* _Objectives_:
(a) Reproduce the Cassandra issue comment word for word, starting at "Jeff Griffith commented" and ending at "org.apache.cassandra.db.compaction.WrappingCompactionStrategy)".
(b) Collect every line of the records that contains the word "hilltop".

* _Passage to read_:
2015-10-15 Thread Jeff Griffith (JIRA)

[ 
https://issues.apache.org/jira/browse/CASSANDRA-10515?page=com.atlassian.jira.plugin.system.issuetabpanels:comment-tabpanel=14959313#comment-14959313
 ] 

Jeff Griffith commented on CASSANDRA-10515:
---

Oh look, the memtable flusher is blocked on the same lock:

{code}
"MemtableFlushWriter:1166" #18316 daemon prio=5 os_prio=0 
tid=0x7f33ac5f8800 nid=0xb649 waiting for monitor entry [0x7f31c5acc000]
   java.lang.Thread.State: BLOCKED (on object monitor)
at 
org.apache.cassandra.db.compaction.WrappingCompactionStrategy.handleNotification(WrappingCompactionStrategy.java:250)
- waiting to lock <0x000498151af8> (a 
org.apache.cassandra.db.compaction.WrappingCompactionStrategy)

* _Dataset content_:

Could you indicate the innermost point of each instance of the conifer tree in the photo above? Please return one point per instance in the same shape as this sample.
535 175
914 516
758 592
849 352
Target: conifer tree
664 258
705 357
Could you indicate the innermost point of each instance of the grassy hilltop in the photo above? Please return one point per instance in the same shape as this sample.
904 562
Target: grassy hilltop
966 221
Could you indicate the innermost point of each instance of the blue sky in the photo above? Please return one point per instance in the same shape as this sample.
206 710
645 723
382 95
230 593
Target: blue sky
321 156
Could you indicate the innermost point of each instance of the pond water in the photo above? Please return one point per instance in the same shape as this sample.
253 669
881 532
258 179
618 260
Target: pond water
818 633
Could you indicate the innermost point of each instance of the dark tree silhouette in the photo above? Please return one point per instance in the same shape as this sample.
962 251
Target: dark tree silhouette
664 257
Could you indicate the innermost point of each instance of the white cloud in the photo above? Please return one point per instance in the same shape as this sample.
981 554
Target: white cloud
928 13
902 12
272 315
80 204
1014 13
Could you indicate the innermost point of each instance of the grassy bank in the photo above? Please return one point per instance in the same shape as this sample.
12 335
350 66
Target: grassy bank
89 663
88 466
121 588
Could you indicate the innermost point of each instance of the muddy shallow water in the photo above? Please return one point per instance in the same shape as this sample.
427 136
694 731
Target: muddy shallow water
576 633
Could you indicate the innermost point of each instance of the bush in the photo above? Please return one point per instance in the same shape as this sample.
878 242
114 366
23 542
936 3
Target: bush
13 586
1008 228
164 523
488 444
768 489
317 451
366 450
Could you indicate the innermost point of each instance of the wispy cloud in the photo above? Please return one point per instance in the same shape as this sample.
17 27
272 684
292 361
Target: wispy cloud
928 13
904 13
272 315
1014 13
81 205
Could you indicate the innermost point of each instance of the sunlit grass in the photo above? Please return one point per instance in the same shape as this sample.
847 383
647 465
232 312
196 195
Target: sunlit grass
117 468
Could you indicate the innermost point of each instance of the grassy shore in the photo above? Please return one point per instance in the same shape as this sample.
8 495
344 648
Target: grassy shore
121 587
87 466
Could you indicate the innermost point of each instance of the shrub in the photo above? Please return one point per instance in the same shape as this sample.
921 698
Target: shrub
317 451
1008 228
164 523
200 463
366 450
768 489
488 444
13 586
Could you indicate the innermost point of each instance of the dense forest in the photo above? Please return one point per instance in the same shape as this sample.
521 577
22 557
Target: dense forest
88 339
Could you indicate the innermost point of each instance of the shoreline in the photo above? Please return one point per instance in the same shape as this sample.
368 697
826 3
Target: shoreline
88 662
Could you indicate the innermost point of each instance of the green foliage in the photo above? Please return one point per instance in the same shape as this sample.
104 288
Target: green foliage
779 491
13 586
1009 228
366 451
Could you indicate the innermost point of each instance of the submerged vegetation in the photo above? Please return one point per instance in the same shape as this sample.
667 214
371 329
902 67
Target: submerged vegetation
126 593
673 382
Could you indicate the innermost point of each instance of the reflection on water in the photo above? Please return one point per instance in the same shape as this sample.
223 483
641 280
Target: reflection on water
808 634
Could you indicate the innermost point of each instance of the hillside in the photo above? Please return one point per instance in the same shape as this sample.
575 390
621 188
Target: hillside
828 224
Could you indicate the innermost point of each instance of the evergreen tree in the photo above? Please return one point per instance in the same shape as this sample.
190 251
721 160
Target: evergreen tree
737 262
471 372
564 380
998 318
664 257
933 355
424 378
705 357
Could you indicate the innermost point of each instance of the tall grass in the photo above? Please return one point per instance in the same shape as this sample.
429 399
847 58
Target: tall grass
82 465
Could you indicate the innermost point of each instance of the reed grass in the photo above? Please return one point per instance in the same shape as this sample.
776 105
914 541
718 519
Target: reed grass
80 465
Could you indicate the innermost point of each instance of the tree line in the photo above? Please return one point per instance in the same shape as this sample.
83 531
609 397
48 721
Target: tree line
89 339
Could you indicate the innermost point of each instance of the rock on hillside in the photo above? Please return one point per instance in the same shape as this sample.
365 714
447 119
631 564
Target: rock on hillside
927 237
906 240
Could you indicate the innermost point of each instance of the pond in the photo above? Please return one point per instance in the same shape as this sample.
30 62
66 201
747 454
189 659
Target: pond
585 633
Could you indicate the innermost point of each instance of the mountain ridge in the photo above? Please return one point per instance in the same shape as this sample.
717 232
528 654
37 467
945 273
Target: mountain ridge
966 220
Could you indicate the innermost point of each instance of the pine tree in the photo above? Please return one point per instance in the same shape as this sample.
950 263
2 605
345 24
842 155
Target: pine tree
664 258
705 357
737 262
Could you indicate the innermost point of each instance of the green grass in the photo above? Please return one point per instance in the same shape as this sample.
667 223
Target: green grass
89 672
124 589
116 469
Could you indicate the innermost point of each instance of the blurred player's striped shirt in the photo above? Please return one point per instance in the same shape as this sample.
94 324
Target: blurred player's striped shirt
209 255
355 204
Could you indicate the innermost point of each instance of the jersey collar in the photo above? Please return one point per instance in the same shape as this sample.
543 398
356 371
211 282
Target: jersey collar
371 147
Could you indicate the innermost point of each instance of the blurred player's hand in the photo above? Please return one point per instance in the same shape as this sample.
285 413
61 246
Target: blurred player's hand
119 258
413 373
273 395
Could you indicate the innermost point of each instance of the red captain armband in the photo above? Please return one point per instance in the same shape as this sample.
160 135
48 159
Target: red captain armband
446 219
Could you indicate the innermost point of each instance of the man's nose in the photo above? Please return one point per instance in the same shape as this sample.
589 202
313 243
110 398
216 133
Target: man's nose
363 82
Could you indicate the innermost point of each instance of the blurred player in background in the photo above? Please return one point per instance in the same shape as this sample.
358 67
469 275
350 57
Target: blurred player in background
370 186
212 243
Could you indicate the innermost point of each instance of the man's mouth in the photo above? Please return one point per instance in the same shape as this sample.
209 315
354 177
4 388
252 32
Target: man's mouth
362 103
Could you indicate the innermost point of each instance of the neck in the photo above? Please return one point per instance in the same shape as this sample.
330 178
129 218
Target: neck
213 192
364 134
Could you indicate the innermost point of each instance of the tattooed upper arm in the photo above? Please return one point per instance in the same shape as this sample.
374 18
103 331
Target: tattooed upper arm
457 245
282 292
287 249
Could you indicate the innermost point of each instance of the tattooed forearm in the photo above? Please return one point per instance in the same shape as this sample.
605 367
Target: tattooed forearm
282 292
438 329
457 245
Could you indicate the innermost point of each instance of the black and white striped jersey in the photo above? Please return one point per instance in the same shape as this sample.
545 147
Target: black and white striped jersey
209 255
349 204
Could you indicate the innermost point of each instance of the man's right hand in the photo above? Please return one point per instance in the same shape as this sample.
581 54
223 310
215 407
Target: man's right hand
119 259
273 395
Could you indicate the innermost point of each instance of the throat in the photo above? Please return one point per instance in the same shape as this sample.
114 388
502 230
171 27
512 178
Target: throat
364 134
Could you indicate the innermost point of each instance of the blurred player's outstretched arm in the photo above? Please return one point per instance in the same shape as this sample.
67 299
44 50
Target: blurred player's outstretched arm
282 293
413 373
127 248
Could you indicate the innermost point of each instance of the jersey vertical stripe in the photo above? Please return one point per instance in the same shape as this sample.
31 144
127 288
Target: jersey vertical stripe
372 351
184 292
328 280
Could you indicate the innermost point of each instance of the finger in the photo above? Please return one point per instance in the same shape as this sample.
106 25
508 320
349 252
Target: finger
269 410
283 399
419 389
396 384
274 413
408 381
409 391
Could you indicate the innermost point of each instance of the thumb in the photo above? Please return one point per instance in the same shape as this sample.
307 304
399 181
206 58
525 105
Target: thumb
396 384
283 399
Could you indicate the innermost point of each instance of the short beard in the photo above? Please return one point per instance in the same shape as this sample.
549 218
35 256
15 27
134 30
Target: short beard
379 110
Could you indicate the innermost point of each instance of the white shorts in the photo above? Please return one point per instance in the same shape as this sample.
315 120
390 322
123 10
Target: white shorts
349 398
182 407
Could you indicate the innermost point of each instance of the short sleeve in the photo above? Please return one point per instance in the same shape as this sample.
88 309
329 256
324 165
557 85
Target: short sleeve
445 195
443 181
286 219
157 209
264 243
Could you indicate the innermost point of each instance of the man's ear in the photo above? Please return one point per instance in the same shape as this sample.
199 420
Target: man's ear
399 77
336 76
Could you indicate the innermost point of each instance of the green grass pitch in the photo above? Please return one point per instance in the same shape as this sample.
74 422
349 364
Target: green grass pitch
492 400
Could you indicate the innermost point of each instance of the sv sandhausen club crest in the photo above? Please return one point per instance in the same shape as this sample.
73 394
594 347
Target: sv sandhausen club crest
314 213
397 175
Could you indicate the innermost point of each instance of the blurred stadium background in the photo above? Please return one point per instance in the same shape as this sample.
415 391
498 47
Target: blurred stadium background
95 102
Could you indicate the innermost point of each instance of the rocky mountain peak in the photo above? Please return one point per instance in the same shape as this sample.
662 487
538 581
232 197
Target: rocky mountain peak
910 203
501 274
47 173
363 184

* _Solutions by task_:
(a)
Jeff Griffith commented on CASSANDRA-10515:
---

Oh look, the memtable flusher is blocked on the same lock:

{code}
"MemtableFlushWriter:1166" #18316 daemon prio=5 os_prio=0 
tid=0x7f33ac5f8800 nid=0xb649 waiting for monitor entry [0x7f31c5acc000]
   java.lang.Thread.State: BLOCKED (on object monitor)
at 
org.apache.cassandra.db.compaction.WrappingCompactionStrategy.handleNotification(WrappingCompactionStrategy.java:250)
- waiting to lock <0x000498151af8> (a 
org.apache.cassandra.db.compaction.WrappingCompactionStrategy)

(b)
Could you indicate the innermost point of each instance of the grassy hilltop in the photo above? Please return one point per instance in the same shape as this sample.
Target: grassy hilltop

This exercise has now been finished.